→ Source data:

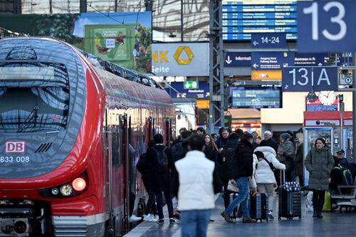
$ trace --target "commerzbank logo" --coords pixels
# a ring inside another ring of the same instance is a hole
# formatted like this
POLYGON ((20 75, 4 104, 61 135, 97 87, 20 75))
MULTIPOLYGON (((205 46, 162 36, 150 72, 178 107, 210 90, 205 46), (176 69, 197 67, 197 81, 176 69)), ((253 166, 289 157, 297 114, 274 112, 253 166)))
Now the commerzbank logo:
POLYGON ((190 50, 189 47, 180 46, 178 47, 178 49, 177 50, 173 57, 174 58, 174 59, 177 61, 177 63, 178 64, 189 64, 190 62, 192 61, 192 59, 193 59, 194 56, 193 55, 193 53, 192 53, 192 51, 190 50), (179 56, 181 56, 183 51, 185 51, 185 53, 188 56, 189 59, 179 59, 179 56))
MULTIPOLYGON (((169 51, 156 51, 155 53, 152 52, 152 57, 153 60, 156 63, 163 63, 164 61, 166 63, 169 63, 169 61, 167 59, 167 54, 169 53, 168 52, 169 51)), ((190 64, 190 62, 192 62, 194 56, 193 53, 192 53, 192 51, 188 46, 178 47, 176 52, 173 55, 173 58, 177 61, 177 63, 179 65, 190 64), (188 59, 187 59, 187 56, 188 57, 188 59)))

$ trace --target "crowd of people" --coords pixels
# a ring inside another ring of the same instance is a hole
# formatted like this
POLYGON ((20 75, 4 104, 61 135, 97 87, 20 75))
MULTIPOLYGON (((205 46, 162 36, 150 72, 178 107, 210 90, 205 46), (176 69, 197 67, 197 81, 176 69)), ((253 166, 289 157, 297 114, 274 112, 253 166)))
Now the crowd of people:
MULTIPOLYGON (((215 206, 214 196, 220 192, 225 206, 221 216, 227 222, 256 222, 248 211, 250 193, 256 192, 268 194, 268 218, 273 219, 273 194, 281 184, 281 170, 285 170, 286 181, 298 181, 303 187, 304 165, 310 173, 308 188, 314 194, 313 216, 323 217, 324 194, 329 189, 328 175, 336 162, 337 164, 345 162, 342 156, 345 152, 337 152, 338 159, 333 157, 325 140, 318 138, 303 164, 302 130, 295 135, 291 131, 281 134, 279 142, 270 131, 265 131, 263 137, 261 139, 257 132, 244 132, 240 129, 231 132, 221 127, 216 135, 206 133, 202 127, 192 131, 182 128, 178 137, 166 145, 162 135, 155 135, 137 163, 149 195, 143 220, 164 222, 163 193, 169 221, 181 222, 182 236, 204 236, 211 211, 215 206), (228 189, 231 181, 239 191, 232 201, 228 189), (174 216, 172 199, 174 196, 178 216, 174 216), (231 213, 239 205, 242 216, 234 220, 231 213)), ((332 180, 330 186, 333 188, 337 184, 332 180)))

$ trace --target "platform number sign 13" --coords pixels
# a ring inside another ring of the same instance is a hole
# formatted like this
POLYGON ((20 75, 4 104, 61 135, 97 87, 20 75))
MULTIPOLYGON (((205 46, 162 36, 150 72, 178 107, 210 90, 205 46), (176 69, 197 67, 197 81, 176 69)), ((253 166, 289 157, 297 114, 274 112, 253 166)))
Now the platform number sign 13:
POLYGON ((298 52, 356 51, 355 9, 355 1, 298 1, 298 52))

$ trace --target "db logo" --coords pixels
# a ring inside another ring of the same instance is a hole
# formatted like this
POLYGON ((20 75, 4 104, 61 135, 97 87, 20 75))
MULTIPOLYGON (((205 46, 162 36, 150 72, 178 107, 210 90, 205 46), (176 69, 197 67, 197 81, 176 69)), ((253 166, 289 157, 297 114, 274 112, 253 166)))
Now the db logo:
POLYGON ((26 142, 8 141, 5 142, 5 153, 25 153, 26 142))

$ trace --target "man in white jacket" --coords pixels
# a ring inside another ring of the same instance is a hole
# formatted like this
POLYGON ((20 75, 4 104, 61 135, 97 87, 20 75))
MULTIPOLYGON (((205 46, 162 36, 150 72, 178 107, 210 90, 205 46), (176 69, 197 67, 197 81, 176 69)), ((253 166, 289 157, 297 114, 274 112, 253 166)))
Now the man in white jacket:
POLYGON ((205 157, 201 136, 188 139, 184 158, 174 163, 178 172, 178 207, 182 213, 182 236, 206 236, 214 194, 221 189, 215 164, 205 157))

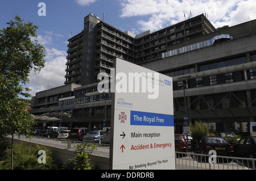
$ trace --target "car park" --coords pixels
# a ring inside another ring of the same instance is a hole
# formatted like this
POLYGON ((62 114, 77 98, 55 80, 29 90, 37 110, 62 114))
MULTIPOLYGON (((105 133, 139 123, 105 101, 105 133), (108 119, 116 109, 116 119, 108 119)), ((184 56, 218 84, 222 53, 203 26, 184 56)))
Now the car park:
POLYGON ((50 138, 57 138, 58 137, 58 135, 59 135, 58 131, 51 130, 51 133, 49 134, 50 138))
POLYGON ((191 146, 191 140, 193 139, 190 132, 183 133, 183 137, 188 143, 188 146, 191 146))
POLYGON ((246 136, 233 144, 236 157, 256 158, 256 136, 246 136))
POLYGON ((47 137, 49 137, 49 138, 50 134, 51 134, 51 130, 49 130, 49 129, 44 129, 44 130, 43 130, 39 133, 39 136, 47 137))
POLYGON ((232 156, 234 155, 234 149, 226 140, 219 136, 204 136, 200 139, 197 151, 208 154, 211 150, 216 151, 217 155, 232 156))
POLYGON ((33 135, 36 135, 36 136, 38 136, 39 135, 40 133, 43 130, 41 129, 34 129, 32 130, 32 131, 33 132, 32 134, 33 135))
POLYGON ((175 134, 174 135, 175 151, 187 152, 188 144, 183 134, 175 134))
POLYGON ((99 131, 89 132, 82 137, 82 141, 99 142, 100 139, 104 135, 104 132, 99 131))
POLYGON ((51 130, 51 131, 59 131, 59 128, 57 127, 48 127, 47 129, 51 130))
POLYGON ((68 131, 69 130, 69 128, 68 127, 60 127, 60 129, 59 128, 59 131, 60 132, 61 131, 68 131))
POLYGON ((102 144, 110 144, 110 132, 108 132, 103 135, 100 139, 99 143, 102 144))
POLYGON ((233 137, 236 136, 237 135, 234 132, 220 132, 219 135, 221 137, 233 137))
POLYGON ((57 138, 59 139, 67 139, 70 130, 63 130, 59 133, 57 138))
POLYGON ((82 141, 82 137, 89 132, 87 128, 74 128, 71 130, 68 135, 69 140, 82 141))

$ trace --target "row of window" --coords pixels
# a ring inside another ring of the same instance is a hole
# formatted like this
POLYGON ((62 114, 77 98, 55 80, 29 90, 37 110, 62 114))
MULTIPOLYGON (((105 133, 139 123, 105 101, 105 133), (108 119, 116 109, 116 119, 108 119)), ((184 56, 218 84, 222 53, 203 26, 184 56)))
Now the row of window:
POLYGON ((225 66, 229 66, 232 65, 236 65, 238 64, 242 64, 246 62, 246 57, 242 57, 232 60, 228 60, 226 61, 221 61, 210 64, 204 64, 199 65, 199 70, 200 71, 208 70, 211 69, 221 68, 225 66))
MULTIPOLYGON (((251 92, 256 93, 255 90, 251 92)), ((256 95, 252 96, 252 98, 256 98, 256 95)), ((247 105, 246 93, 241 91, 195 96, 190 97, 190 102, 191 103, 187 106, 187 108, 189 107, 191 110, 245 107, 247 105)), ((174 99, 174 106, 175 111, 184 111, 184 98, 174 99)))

==

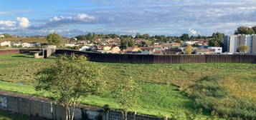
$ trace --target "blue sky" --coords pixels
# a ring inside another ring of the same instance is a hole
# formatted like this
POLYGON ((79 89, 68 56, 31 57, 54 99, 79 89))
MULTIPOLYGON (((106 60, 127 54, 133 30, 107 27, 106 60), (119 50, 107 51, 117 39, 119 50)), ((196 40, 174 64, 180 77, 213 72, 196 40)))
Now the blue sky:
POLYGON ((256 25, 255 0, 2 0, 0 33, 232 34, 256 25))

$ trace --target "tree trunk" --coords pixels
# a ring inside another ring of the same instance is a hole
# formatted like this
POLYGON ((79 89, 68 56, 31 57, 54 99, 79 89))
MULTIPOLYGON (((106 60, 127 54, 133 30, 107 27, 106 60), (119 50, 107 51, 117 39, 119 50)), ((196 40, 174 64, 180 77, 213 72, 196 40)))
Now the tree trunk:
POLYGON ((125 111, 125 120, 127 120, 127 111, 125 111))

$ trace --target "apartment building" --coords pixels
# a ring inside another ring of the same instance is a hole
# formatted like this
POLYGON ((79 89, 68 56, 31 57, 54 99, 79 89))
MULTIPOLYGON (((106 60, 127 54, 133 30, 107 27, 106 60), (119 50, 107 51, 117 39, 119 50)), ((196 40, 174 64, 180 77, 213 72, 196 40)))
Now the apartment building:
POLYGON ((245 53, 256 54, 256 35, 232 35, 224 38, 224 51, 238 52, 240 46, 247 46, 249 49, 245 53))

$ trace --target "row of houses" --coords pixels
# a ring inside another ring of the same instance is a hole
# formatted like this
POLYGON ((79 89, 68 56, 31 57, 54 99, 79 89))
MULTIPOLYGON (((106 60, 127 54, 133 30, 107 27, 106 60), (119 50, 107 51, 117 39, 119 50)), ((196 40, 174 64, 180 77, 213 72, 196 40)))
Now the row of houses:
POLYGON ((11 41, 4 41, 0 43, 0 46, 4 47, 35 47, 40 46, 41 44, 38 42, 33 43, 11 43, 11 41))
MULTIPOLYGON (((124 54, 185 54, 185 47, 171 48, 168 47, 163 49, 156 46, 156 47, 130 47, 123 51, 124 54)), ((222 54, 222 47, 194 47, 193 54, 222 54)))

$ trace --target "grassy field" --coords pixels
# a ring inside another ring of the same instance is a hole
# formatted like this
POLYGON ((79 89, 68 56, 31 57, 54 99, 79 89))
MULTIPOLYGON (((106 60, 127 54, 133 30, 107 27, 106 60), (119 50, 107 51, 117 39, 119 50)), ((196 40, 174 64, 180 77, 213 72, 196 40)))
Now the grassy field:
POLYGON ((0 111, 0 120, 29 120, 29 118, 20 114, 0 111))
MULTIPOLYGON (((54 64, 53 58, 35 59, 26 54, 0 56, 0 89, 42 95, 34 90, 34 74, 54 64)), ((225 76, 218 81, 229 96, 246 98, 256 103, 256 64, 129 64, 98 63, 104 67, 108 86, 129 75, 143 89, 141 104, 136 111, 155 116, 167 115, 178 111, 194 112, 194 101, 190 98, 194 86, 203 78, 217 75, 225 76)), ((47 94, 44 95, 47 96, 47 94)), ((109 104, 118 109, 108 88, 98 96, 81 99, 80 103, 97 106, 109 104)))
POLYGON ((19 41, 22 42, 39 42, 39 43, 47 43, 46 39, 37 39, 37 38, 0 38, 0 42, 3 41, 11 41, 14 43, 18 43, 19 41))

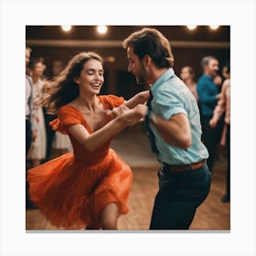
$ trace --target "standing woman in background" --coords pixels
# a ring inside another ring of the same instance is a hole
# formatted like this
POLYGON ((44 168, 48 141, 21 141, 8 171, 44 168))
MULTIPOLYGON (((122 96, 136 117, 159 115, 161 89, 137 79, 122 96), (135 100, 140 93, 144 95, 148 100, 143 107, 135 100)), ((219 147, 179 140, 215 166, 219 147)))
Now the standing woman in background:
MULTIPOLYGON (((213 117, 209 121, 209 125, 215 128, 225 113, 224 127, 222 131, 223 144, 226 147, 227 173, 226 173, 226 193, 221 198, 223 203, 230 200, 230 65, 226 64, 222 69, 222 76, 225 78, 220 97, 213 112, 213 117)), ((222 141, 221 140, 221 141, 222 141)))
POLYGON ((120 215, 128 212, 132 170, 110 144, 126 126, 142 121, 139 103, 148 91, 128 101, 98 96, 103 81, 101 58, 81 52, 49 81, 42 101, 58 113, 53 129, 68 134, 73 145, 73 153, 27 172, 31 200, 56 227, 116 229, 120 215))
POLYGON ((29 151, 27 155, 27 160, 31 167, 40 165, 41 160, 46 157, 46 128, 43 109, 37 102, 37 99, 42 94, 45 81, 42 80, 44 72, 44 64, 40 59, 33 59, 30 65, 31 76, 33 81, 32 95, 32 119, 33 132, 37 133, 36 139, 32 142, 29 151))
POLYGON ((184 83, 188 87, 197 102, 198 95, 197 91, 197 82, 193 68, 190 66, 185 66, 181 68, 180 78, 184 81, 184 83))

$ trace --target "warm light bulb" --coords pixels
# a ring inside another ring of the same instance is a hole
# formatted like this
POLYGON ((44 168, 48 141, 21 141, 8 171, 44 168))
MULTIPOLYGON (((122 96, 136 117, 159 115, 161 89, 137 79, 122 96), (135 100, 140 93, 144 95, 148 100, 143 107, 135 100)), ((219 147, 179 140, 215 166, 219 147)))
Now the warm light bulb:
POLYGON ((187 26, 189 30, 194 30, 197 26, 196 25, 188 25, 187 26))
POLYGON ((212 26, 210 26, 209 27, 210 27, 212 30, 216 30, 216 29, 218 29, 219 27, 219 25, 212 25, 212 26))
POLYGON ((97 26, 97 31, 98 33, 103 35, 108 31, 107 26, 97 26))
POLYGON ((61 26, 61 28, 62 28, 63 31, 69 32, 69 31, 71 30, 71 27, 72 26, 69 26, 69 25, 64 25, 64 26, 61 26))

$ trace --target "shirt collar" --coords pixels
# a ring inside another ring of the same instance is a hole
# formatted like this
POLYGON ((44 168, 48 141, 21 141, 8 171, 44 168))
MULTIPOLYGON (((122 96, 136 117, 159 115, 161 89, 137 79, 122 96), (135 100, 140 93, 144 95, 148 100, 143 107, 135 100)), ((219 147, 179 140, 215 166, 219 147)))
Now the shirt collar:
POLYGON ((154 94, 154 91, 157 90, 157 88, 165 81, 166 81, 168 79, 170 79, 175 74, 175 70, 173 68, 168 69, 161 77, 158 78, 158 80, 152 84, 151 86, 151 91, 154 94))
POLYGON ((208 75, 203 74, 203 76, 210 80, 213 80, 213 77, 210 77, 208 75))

* * *

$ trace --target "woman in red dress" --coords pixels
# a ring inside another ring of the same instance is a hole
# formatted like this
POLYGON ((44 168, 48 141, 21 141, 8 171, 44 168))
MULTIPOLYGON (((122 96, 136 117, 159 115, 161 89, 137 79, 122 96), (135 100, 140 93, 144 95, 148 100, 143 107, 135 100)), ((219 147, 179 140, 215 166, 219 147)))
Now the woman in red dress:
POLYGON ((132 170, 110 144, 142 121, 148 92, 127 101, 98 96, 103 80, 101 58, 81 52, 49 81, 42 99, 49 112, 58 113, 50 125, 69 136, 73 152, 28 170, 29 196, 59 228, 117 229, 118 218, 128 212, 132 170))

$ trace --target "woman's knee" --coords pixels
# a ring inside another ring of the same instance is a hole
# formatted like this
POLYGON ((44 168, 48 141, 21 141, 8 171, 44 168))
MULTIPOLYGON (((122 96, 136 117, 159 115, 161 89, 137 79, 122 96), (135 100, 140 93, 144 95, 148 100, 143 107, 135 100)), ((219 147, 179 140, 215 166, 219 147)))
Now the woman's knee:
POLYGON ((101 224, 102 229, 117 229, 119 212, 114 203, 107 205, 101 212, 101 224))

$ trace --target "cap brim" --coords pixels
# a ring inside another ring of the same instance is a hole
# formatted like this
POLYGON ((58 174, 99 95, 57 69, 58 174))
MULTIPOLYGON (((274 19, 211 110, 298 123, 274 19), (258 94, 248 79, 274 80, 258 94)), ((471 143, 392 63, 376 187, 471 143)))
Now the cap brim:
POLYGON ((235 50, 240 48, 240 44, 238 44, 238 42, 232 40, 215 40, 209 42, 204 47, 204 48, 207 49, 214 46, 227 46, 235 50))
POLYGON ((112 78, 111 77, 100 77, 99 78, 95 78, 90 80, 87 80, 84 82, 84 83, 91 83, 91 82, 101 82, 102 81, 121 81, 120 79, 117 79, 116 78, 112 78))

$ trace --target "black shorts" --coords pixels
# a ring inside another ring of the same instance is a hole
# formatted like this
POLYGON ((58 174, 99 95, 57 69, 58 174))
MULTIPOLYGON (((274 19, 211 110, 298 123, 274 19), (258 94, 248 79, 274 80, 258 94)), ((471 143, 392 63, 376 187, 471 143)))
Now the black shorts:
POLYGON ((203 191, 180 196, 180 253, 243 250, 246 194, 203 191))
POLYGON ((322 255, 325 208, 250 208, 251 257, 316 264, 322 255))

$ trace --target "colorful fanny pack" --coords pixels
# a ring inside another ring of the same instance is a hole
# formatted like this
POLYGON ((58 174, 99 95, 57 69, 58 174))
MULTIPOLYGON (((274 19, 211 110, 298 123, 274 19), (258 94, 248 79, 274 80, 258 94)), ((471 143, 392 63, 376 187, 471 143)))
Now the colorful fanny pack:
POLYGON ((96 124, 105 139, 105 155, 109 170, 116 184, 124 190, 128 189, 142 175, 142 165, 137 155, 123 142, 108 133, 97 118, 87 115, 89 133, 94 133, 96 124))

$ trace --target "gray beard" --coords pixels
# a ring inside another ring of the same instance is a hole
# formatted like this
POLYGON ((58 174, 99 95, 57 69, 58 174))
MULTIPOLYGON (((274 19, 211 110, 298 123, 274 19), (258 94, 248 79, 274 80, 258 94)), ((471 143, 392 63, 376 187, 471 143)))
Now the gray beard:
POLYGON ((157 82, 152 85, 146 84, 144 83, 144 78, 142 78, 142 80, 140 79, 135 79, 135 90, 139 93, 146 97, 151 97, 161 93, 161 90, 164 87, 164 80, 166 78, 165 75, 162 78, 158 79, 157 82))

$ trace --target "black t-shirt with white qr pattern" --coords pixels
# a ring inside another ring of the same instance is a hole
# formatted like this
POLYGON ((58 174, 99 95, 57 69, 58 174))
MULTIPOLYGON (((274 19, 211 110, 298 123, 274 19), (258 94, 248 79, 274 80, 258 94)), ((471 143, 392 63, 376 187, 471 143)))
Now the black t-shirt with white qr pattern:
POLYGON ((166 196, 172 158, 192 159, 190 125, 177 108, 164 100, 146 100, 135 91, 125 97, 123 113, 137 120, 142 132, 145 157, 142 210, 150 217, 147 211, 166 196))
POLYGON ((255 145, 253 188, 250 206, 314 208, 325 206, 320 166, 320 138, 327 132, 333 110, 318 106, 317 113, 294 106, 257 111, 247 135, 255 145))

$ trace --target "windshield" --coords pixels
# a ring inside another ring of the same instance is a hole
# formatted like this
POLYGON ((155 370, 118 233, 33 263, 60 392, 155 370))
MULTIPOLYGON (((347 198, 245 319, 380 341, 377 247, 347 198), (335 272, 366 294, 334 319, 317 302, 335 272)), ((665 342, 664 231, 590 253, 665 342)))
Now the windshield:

→ Written task: Filter the items above and copy every line containing the string "grassy". Case counts.

→ Written solution:
$ trace --target "grassy field" --coords pixels
Now the grassy field:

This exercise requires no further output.